### Task details:
Take the material below and output exactly the run of lines from the one containing "of the bird's" down to the one containing "the green blurred", with both included.

### Input material:
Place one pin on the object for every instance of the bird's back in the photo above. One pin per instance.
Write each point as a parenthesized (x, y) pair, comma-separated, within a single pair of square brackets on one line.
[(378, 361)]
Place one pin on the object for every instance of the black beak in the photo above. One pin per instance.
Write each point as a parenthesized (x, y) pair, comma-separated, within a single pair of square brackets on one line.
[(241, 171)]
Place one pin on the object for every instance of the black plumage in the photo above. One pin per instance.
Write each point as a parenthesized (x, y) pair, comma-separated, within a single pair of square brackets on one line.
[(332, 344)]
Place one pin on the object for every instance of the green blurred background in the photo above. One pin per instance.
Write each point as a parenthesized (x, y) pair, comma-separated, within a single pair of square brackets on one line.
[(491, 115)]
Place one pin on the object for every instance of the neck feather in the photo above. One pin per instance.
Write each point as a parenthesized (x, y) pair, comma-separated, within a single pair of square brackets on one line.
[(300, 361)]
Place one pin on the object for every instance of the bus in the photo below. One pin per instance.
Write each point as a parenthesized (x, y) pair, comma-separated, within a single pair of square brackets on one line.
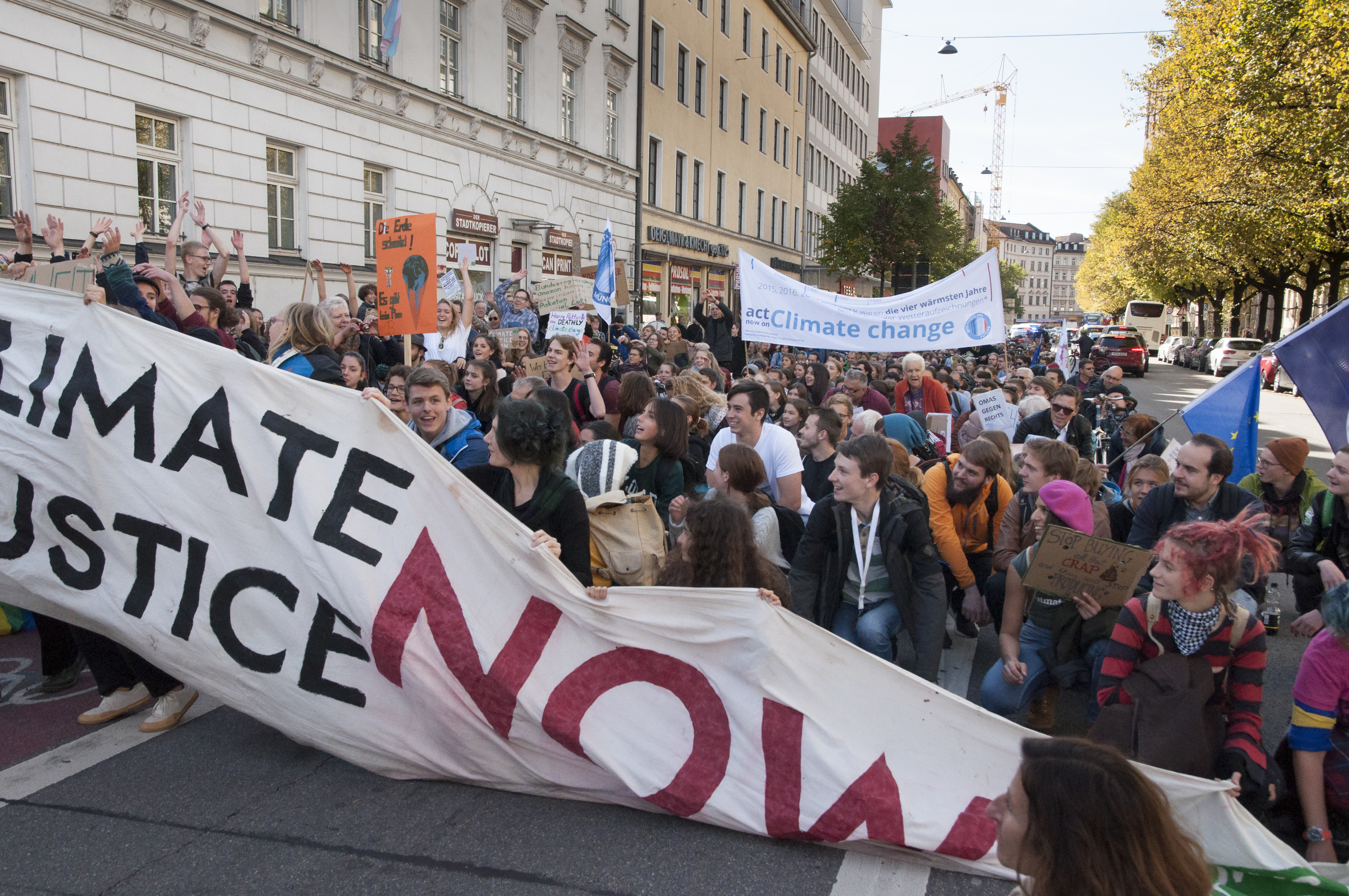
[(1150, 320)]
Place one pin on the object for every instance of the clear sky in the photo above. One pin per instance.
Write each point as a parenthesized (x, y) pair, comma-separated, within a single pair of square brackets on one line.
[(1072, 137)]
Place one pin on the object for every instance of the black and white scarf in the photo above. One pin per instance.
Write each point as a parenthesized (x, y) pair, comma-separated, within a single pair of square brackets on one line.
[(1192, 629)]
==
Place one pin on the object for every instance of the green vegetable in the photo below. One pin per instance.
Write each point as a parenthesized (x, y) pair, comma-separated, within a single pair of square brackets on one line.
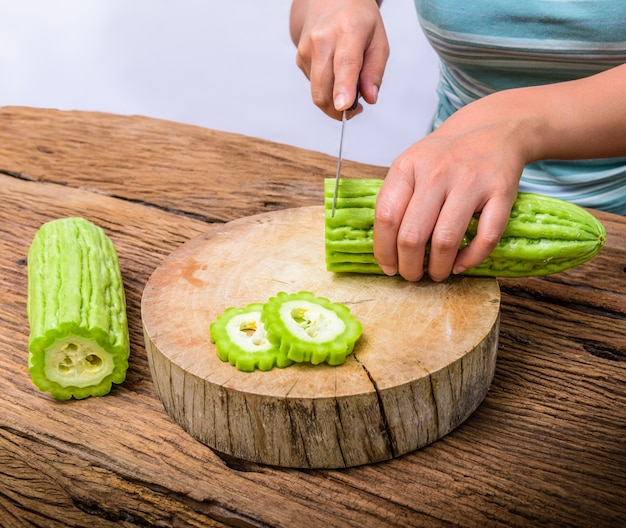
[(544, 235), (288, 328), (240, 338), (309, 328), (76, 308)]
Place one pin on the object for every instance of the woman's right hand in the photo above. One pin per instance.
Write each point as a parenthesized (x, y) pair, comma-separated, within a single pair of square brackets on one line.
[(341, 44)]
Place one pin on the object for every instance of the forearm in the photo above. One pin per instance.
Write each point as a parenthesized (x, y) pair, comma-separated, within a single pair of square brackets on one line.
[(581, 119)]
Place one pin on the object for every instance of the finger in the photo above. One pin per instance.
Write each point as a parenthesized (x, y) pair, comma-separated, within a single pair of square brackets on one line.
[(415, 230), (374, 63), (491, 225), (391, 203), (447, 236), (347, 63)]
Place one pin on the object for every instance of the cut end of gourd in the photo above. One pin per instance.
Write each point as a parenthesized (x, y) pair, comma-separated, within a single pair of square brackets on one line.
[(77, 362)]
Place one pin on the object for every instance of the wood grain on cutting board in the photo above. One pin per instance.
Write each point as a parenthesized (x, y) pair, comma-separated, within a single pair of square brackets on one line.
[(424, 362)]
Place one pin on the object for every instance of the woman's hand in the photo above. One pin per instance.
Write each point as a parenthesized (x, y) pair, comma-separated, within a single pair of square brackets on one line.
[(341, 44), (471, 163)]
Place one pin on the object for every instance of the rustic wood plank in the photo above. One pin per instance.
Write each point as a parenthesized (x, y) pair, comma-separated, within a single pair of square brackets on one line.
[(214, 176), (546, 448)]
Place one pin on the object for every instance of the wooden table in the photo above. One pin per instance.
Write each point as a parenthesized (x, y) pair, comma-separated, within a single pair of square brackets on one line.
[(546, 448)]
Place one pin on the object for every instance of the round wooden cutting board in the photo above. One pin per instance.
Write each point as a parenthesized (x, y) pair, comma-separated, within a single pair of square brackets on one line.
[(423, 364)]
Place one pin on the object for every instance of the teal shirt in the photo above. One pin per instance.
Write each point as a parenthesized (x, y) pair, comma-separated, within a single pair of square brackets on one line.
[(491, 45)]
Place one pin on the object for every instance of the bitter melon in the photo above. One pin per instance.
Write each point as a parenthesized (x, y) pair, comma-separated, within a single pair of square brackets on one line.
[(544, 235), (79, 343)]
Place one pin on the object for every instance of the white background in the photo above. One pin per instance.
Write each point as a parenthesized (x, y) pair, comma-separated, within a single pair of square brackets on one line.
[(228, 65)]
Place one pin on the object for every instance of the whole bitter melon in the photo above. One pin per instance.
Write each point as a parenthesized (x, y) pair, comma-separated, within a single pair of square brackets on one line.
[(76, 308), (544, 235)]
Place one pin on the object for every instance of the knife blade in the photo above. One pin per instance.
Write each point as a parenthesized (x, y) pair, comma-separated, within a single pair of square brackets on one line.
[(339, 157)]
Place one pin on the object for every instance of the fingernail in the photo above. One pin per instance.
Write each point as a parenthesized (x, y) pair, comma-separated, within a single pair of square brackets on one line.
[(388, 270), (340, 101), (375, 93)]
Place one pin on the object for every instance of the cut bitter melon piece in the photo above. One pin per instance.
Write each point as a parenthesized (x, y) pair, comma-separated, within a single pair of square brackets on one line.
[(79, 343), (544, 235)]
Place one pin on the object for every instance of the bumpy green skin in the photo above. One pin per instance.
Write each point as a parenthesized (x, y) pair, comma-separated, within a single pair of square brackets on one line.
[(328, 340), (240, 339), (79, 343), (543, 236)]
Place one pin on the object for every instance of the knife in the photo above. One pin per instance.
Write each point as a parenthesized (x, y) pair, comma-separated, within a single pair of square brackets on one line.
==
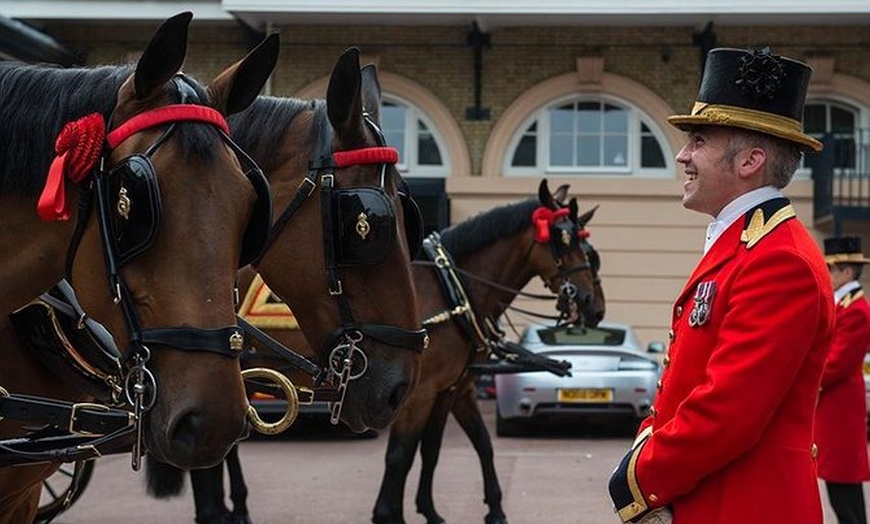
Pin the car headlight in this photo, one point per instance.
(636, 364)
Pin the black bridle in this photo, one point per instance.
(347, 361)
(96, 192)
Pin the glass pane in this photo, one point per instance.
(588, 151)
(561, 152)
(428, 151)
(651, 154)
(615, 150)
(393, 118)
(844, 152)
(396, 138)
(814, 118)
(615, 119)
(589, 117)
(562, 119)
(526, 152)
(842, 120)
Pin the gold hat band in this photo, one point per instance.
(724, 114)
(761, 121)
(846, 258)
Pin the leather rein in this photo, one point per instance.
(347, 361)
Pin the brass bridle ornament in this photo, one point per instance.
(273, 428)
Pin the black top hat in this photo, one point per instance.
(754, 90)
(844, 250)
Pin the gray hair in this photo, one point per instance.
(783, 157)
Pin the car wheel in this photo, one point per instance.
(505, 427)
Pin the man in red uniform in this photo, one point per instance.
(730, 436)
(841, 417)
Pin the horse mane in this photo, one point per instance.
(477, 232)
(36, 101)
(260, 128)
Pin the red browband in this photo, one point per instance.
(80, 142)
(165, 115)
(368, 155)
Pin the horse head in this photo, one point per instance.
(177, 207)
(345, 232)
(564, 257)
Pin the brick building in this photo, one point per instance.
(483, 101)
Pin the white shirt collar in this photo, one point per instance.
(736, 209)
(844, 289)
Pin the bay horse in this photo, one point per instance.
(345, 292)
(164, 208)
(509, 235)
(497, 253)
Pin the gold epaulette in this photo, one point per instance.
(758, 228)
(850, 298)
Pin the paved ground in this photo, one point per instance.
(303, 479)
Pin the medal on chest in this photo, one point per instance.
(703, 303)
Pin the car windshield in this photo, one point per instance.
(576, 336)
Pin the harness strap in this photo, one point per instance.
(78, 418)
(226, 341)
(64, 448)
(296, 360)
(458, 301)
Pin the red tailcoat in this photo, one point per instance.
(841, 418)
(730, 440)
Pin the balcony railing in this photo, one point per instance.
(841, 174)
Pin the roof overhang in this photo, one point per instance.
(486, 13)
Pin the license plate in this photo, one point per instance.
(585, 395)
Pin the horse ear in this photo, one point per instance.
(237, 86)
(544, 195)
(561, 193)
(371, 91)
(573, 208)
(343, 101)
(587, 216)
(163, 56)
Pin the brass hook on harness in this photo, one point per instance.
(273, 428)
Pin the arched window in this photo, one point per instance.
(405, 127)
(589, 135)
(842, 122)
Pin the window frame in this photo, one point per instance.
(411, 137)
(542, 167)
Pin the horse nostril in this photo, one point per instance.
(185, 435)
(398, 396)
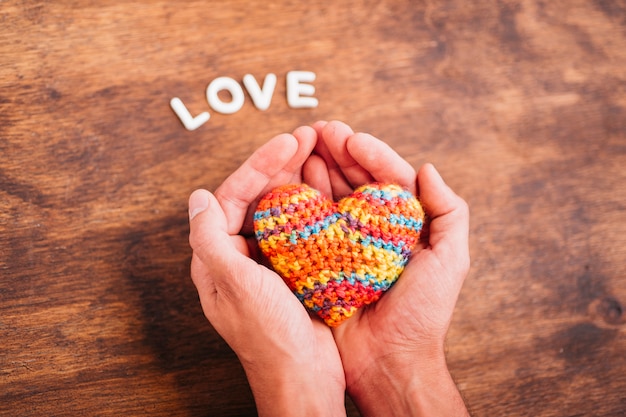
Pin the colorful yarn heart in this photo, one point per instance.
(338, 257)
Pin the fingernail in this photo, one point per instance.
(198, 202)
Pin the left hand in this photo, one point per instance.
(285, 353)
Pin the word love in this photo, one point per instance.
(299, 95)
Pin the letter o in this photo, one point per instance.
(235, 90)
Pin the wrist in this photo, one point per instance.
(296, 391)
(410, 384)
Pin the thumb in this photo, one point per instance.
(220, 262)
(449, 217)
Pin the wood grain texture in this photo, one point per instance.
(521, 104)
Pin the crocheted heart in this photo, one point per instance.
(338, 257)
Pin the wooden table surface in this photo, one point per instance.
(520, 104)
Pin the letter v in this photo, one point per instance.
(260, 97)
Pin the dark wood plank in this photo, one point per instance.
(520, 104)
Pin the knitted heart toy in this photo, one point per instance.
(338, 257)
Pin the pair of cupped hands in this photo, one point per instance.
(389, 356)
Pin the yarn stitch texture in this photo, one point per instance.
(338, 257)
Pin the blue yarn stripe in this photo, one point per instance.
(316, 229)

### Written answer:
Place one pin on the object for every instance of the bird's back in the photo above. One pin per instance.
Write each point as a parenthesized (x, y) pair, comma-separated, within a single pair of square brackets on one line.
[(378, 361)]
Place one pin on the object for every instance of the black beak in the photo above. One pin per instance.
Write each point as a parenthesized (x, y) pair, comma-separated, within a single pair of square brackets on one line.
[(241, 171)]
Place one pin on the object for every instance of the black plumage in the photo above. One pin per instance.
Write each point as a parenthesized (x, y) pair, comma-separated, within a single pair of square brackets on one line.
[(332, 344)]
Place one pin on the object for every instance of the green blurred background in the photo above. One pin per instance.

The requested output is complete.